===== Texte cité =====

Par la suite, je ne reverrai Jacques Fame Ndongo qu’après sa nomination au poste de Ministre de l’Enseignement Supérieur (Minesup) puisqu’entre temps, j’étais parti aux USA dans les conditions que je raconte dans Université des Montagnes. Pour solde de tout compte (2017). D’avoir gardé un pied à l’Université de Yaoundé où je dispensais des enseignements des 2è et 3è cycles m’obligeait à revenir régulièrement au pays où, par ailleurs, je travaillais ardemment à l’éclosion de l’Université des Montagnes (UdM). Raison pour laquelle je me permis, en compagnie de l’ami Fabien Nkot d’aller à la rencontre du nouveau Minesup pour négocier les conditions de l’évolution de l’UdM à laquelle Maurice Tchuenté, son prédécesseur, avait donné naissance.

===== Données brutes =====

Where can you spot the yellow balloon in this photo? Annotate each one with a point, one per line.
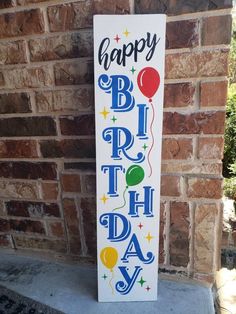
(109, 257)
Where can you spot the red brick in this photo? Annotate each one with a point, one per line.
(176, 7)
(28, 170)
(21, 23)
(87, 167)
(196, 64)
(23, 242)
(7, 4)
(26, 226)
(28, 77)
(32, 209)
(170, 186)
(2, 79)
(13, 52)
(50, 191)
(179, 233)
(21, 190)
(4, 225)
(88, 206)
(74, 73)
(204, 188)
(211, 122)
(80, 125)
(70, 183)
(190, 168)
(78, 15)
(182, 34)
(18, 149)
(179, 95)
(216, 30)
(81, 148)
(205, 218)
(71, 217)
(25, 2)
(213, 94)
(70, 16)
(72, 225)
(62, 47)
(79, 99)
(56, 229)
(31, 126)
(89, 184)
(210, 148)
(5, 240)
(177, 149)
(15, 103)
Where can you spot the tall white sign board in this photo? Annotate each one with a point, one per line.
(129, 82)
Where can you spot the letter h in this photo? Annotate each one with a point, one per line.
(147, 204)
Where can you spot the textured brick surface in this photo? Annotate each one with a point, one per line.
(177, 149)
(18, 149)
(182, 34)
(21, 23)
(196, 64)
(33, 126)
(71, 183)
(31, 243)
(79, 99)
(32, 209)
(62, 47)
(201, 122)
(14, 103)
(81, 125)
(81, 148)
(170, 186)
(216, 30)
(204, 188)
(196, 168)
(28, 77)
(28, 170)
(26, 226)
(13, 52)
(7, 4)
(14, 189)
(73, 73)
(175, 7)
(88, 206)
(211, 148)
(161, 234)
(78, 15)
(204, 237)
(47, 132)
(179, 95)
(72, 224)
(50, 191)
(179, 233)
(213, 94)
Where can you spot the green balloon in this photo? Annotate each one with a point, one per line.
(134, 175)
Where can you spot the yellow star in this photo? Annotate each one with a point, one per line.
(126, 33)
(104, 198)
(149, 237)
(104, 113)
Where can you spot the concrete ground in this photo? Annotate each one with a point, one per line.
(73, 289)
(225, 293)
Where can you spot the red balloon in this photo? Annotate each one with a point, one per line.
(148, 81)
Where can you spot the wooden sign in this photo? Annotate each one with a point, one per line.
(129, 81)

=====

Consigne
Reformulez sous forme de liste le paragraphe du texte cité qui commence par « Par la suite, je ne reverrai », en conservant ses faits principaux. Les items n'ont aucun rôle dans ce travail.

Solution
- Je ne revois Jacques Fame Ndongo qu'après sa nomination au poste de Ministre de l'Enseignement Supérieur (Minesup). Entre-temps, j'étais parti aux USA, dans des conditions racontées dans Université des Montagnes. Pour solde de tout compte (2017).
- J'ai conservé des enseignements de 2e et 3e cycles à l'Université de Yaoundé, ce qui m'obligeait à revenir régulièrement au pays.
- Au pays, je travaillais aussi à l'éclosion de l'Université des Montagnes (UdM).
- Avec Fabien Nkot, je suis allé à la rencontre du nouveau Minesup pour négocier les conditions de l'évolution de l'UdM, fondée par son prédécesseur Maurice Tchuenté.